* _Exercise description_:
Render the lines that follow as a numbered list, omitting any blank lines.

* _Task input_:
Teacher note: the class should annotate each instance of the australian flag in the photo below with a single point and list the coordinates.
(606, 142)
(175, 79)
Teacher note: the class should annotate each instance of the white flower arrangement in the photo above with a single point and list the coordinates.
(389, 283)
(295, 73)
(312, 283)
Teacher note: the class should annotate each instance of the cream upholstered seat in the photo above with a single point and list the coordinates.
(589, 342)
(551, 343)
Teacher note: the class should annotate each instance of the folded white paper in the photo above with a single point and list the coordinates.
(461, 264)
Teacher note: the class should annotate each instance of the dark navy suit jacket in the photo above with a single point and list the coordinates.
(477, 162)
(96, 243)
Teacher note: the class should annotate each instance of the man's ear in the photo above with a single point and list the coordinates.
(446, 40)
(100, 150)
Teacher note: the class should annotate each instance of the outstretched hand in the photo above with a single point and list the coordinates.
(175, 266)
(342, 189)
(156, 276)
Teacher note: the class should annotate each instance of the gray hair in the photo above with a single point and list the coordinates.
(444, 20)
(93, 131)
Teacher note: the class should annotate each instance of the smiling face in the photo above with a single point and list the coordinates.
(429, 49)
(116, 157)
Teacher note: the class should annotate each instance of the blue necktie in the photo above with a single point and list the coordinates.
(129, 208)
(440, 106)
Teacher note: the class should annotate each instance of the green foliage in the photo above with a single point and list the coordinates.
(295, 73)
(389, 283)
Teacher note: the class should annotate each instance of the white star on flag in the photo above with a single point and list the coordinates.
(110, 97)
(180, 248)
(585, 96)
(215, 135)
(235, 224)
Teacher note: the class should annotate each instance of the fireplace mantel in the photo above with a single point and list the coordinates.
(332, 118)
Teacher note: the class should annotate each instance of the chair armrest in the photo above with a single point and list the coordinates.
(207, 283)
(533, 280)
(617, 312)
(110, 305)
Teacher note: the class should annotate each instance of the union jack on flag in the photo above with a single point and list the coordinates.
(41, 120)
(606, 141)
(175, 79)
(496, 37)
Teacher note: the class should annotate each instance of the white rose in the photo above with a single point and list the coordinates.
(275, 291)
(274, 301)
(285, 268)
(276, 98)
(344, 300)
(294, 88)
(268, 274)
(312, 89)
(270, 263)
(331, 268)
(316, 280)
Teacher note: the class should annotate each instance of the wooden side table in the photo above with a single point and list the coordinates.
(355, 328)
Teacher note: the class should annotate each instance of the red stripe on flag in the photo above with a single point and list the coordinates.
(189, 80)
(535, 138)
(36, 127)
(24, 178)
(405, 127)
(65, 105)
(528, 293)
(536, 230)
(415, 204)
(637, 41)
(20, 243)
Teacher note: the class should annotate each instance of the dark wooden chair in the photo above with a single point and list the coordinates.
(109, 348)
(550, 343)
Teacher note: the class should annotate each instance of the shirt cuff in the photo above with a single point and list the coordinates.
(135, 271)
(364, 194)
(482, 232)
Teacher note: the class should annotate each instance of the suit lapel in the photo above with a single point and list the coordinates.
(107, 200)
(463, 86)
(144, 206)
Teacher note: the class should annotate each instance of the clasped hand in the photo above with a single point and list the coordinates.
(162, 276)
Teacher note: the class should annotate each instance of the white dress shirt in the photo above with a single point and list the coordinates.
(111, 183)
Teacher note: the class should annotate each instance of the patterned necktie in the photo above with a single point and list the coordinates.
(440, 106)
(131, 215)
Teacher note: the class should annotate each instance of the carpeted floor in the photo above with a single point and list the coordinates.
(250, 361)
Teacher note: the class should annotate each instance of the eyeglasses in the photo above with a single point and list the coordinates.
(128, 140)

* _Written solution_:
1. Teacher note: the class should annotate each instance of the australian flag in the photo below with a single point and list the coordinates.
2. (606, 142)
3. (175, 79)
4. Teacher note: the class should annotate each instance of the white flower arrangement in the photo above with a single point and list the coordinates.
5. (389, 283)
6. (295, 73)
7. (312, 283)
8. Teacher note: the class should annotate each instance of the cream upholstered seat in the photo above with a single point and list the coordinates.
9. (589, 342)
10. (551, 343)
11. Teacher note: the class should annotate each instance of the folded white paper in the photo above with a single point and list the coordinates.
12. (461, 264)
13. Teacher note: the class should annotate each instance of the dark navy suit jacket in the photo above with a single point and list the coordinates.
14. (477, 162)
15. (96, 243)
16. Teacher note: the class should annotate each instance of the man's ear in the photo above with a single point and list the coordinates.
17. (446, 40)
18. (100, 150)
19. Teacher note: the class should annotate each instance of the outstretched hand in the photo above with a single point and list the coordinates.
20. (175, 266)
21. (342, 189)
22. (156, 276)
23. Teacher note: the class should annotate each instance of the gray hair in the photo above with a single point and list the coordinates.
24. (444, 20)
25. (93, 131)
26. Teacher note: the class should annotate each instance of the smiling face in the photo above with a single point and list the coordinates.
27. (429, 49)
28. (116, 157)
29. Teacher note: the class should annotate each instance of the blue necktie in the photo above with a single point and list the coordinates.
30. (129, 208)
31. (440, 106)
32. Teacher note: the class should annotate each instance of the green foliage in the photo above with a single point and list the coordinates.
33. (295, 73)
34. (389, 283)
35. Teacher note: the class should annotate each instance of the white star on flag in the photo above with a single point and list the coordinates.
36. (110, 97)
37. (180, 248)
38. (585, 96)
39. (215, 135)
40. (235, 224)
41. Teacher note: the class should annotate each instance of the fireplace mantel in the photo above with a single point and list the coordinates.
42. (332, 118)
43. Teacher note: the class should annotate each instance of the chair armrest in the photo above with a single point and list the coordinates.
44. (207, 283)
45. (533, 280)
46. (617, 312)
47. (110, 305)
48. Teacher note: the class should annotate each instance of the union jack on flag in the photo above with a single point and list the coordinates.
49. (41, 120)
50. (606, 141)
51. (175, 79)
52. (496, 37)
53. Teacher note: the class should annotate each instance of the white rose in the photo above with a single point and list the coordinates.
54. (275, 291)
55. (274, 301)
56. (285, 268)
57. (276, 98)
58. (344, 300)
59. (294, 88)
60. (268, 274)
61. (312, 89)
62. (270, 263)
63. (331, 268)
64. (316, 280)
65. Teacher note: the class should annotate each instance of the wooden side table in the photo above with a single point and list the coordinates.
66. (355, 328)
67. Teacher note: the class should annotate each instance of the red stripe on flag in the photo above with a single point and list the coordinates.
68. (189, 80)
69. (535, 138)
70. (36, 127)
71. (24, 178)
72. (405, 127)
73. (65, 105)
74. (528, 293)
75. (536, 230)
76. (415, 204)
77. (637, 41)
78. (20, 243)
79. Teacher note: the class should annotate each instance of the dark wooden chair in the photo above with a single point and list the coordinates.
80. (109, 348)
81. (550, 343)
82. Teacher note: the class should annotate each instance of the shirt cuff in the photo above with a single point and list the coordinates.
83. (135, 271)
84. (364, 194)
85. (482, 232)
86. Teacher note: the class should annotate each instance of the suit lapel in the photo above with a single point and list the coordinates.
87. (107, 200)
88. (463, 86)
89. (144, 206)
90. Teacher note: the class should annotate each instance of the clasped hand in the photo above with a single point and list the coordinates.
91. (162, 276)
92. Teacher note: the class should annotate each instance of the white dress shirt in the photo above with a single point and list the coordinates.
93. (111, 183)
94. Teacher note: the class should annotate each instance of the patterned necktie in the photo above with a single point and list the coordinates.
95. (440, 106)
96. (131, 215)
97. Teacher note: the class should annotate each instance of the carpeted floor in the photo above with a single point and list the coordinates.
98. (250, 361)
99. Teacher note: the class should annotate each instance of the eyeglasses in the photo above with a single point and list the coordinates.
100. (128, 140)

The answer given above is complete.